» Work item: Each entry that appears below should be restated word for word.

» Data to use:
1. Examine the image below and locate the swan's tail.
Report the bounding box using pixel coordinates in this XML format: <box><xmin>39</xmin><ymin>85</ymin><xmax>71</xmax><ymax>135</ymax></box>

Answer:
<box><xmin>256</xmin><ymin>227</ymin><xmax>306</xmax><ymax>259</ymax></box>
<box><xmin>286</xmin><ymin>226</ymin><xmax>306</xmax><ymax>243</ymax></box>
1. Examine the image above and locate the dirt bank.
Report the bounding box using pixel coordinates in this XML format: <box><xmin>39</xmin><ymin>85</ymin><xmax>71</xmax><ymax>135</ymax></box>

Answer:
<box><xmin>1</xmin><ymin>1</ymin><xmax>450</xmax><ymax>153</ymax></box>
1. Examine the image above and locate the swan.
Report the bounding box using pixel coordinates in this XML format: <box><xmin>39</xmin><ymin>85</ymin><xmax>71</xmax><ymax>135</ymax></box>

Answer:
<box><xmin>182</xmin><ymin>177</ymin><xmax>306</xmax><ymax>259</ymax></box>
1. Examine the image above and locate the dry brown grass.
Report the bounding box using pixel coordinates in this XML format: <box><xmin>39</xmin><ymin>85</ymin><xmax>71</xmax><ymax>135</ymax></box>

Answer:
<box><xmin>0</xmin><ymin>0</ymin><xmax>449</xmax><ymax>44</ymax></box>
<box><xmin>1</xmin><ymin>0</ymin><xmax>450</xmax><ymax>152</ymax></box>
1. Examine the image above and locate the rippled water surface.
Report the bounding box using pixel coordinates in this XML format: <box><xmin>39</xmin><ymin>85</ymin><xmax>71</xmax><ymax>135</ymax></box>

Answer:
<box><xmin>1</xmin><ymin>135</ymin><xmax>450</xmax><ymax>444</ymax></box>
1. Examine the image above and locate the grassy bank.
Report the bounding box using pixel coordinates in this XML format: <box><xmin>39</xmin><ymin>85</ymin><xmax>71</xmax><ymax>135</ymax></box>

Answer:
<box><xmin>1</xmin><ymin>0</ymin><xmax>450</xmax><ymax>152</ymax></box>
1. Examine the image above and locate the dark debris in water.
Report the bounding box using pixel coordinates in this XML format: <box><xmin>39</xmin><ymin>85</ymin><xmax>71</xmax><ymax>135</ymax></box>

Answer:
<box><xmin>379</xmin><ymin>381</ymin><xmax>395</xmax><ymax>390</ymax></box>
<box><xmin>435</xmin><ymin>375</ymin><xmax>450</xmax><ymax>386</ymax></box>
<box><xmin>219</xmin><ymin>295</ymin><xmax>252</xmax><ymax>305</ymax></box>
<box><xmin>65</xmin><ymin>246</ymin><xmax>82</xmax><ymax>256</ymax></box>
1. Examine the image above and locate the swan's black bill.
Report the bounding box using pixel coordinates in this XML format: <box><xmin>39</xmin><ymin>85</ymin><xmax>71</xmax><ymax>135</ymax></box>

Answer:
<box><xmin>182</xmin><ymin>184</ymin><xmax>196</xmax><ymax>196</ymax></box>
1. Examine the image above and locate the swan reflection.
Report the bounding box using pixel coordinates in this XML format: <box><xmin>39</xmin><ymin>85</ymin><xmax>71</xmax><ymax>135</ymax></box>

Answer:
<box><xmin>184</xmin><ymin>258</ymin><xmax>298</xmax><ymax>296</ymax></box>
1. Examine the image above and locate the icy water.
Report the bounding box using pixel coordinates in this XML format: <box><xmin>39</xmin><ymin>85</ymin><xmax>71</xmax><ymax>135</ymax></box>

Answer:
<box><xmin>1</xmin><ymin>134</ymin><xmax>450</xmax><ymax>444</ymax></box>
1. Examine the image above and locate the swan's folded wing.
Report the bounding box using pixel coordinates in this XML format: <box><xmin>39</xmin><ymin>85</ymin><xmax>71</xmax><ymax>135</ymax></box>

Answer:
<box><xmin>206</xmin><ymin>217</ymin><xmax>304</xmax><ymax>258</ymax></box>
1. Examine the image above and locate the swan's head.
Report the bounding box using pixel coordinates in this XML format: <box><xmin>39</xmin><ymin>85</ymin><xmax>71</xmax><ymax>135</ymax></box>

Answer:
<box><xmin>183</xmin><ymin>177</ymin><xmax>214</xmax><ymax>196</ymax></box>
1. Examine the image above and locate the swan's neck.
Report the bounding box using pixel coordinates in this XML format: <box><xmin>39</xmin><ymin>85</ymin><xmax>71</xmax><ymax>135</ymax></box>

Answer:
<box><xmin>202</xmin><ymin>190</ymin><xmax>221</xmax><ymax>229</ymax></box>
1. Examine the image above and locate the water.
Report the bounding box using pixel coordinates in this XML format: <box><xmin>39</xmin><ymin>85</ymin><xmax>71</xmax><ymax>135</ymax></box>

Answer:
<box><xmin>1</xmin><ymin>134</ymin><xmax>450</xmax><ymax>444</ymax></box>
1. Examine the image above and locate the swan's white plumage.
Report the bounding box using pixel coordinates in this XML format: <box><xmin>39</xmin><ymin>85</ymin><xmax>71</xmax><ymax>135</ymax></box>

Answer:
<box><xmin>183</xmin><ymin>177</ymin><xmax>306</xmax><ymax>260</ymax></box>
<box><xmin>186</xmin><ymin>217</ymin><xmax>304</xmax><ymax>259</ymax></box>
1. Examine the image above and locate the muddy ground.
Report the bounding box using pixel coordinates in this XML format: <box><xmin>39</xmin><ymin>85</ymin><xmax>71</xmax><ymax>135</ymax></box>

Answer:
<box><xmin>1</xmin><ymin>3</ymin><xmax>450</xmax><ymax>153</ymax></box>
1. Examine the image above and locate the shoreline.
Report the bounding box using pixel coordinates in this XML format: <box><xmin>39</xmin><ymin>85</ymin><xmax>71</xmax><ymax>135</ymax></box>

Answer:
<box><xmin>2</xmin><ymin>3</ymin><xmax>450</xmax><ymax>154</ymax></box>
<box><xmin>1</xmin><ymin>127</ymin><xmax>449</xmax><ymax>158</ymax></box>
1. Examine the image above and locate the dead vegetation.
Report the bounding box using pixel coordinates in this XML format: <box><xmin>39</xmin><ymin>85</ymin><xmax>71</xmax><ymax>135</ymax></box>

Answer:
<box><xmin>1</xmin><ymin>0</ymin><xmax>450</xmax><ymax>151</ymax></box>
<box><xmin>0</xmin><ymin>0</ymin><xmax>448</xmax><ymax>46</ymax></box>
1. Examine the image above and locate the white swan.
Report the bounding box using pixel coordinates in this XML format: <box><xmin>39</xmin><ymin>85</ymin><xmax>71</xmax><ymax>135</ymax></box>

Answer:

» The completed task:
1. Examine the image below and locate the swan's tail.
Report the bounding box using pixel coordinates in this XML format: <box><xmin>39</xmin><ymin>85</ymin><xmax>71</xmax><ymax>135</ymax></box>

Answer:
<box><xmin>256</xmin><ymin>227</ymin><xmax>306</xmax><ymax>259</ymax></box>
<box><xmin>286</xmin><ymin>226</ymin><xmax>306</xmax><ymax>243</ymax></box>
1. Examine the image above and locate the dirt bank.
Report the bounding box using pixel coordinates in this XML format: <box><xmin>39</xmin><ymin>85</ymin><xmax>71</xmax><ymax>135</ymax></box>

Answer:
<box><xmin>1</xmin><ymin>1</ymin><xmax>450</xmax><ymax>153</ymax></box>
1. Examine the image above and locate the swan.
Report the bounding box using pixel coordinates in this XML format: <box><xmin>39</xmin><ymin>85</ymin><xmax>71</xmax><ymax>135</ymax></box>

Answer:
<box><xmin>182</xmin><ymin>177</ymin><xmax>306</xmax><ymax>259</ymax></box>
1. Examine the image above and locate the dry brown grass.
Report the bounding box using pixel coordinates in this XML format: <box><xmin>39</xmin><ymin>85</ymin><xmax>71</xmax><ymax>135</ymax></box>

Answer:
<box><xmin>0</xmin><ymin>0</ymin><xmax>449</xmax><ymax>44</ymax></box>
<box><xmin>1</xmin><ymin>0</ymin><xmax>450</xmax><ymax>152</ymax></box>
1. Examine the image above and locate the rippled water surface.
Report the bounding box using pixel coordinates in this XML format: <box><xmin>39</xmin><ymin>85</ymin><xmax>71</xmax><ymax>135</ymax></box>

Answer:
<box><xmin>1</xmin><ymin>135</ymin><xmax>450</xmax><ymax>444</ymax></box>
1. Examine the image above and locate the grassy bank.
Report the bounding box using pixel coordinates in this XML format: <box><xmin>39</xmin><ymin>85</ymin><xmax>71</xmax><ymax>135</ymax></box>

Answer:
<box><xmin>1</xmin><ymin>0</ymin><xmax>450</xmax><ymax>152</ymax></box>
1. Examine the image above and locate the dark debris in water.
Report the bounding box using pixel coordinates in this XML format: <box><xmin>39</xmin><ymin>85</ymin><xmax>71</xmax><ymax>135</ymax></box>

Answer:
<box><xmin>379</xmin><ymin>381</ymin><xmax>395</xmax><ymax>390</ymax></box>
<box><xmin>435</xmin><ymin>375</ymin><xmax>450</xmax><ymax>386</ymax></box>
<box><xmin>219</xmin><ymin>295</ymin><xmax>252</xmax><ymax>305</ymax></box>
<box><xmin>65</xmin><ymin>246</ymin><xmax>82</xmax><ymax>256</ymax></box>
1. Examine the image above and locate the swan's black bill.
Report the bounding box using pixel coordinates in this XML format: <box><xmin>39</xmin><ymin>85</ymin><xmax>71</xmax><ymax>135</ymax></box>

Answer:
<box><xmin>182</xmin><ymin>184</ymin><xmax>196</xmax><ymax>196</ymax></box>
1. Examine the image above and locate the swan reflection.
Report the bounding box using pixel coordinates in this XML format: <box><xmin>39</xmin><ymin>85</ymin><xmax>71</xmax><ymax>135</ymax></box>

Answer:
<box><xmin>184</xmin><ymin>258</ymin><xmax>298</xmax><ymax>296</ymax></box>
1. Examine the image above and locate the icy water.
Report the bounding box using pixel coordinates in this XML format: <box><xmin>39</xmin><ymin>85</ymin><xmax>71</xmax><ymax>135</ymax></box>

Answer:
<box><xmin>1</xmin><ymin>134</ymin><xmax>450</xmax><ymax>444</ymax></box>
1. Examine the image above and locate the swan's folded wing.
Report the bounding box using pixel coordinates in this XML format: <box><xmin>39</xmin><ymin>85</ymin><xmax>71</xmax><ymax>135</ymax></box>

Answer:
<box><xmin>206</xmin><ymin>217</ymin><xmax>304</xmax><ymax>258</ymax></box>
1. Examine the image above and locate the swan's head.
Report the bounding box using pixel coordinates in this XML format: <box><xmin>39</xmin><ymin>85</ymin><xmax>71</xmax><ymax>135</ymax></box>

Answer:
<box><xmin>183</xmin><ymin>177</ymin><xmax>214</xmax><ymax>196</ymax></box>
1. Examine the image above and locate the swan's neck.
Report the bounding box using pixel coordinates in this XML format: <box><xmin>39</xmin><ymin>85</ymin><xmax>71</xmax><ymax>135</ymax></box>

Answer:
<box><xmin>202</xmin><ymin>190</ymin><xmax>221</xmax><ymax>229</ymax></box>
1. Examine the image above and locate the water.
Report the bounding box using pixel coordinates in this XML format: <box><xmin>39</xmin><ymin>85</ymin><xmax>71</xmax><ymax>135</ymax></box>

Answer:
<box><xmin>1</xmin><ymin>134</ymin><xmax>450</xmax><ymax>444</ymax></box>
1. Examine the image above and locate the swan's white plumage.
Report the bounding box using pixel coordinates in this XML format: <box><xmin>39</xmin><ymin>85</ymin><xmax>71</xmax><ymax>135</ymax></box>

Answer:
<box><xmin>183</xmin><ymin>177</ymin><xmax>306</xmax><ymax>260</ymax></box>
<box><xmin>186</xmin><ymin>217</ymin><xmax>304</xmax><ymax>259</ymax></box>
1. Examine the image above and locate the muddy ground.
Report the bounding box using pixel coordinates in this XML format: <box><xmin>39</xmin><ymin>85</ymin><xmax>71</xmax><ymax>135</ymax></box>

Answer:
<box><xmin>1</xmin><ymin>3</ymin><xmax>450</xmax><ymax>153</ymax></box>
1. Examine the image above and locate the shoreline.
Report the bounding box using pixel coordinates in this XML format: <box><xmin>39</xmin><ymin>85</ymin><xmax>71</xmax><ymax>135</ymax></box>

Answer:
<box><xmin>2</xmin><ymin>3</ymin><xmax>450</xmax><ymax>154</ymax></box>
<box><xmin>1</xmin><ymin>127</ymin><xmax>449</xmax><ymax>158</ymax></box>
1. Examine the image above and locate the dead vegetation.
Report the bounding box using pixel coordinates in this XML format: <box><xmin>39</xmin><ymin>85</ymin><xmax>71</xmax><ymax>135</ymax></box>

Answer:
<box><xmin>1</xmin><ymin>0</ymin><xmax>450</xmax><ymax>151</ymax></box>
<box><xmin>0</xmin><ymin>0</ymin><xmax>448</xmax><ymax>46</ymax></box>
1. Examine the image above and locate the white swan.
Report the bounding box using pixel coordinates in this XML format: <box><xmin>39</xmin><ymin>85</ymin><xmax>71</xmax><ymax>135</ymax></box>

Answer:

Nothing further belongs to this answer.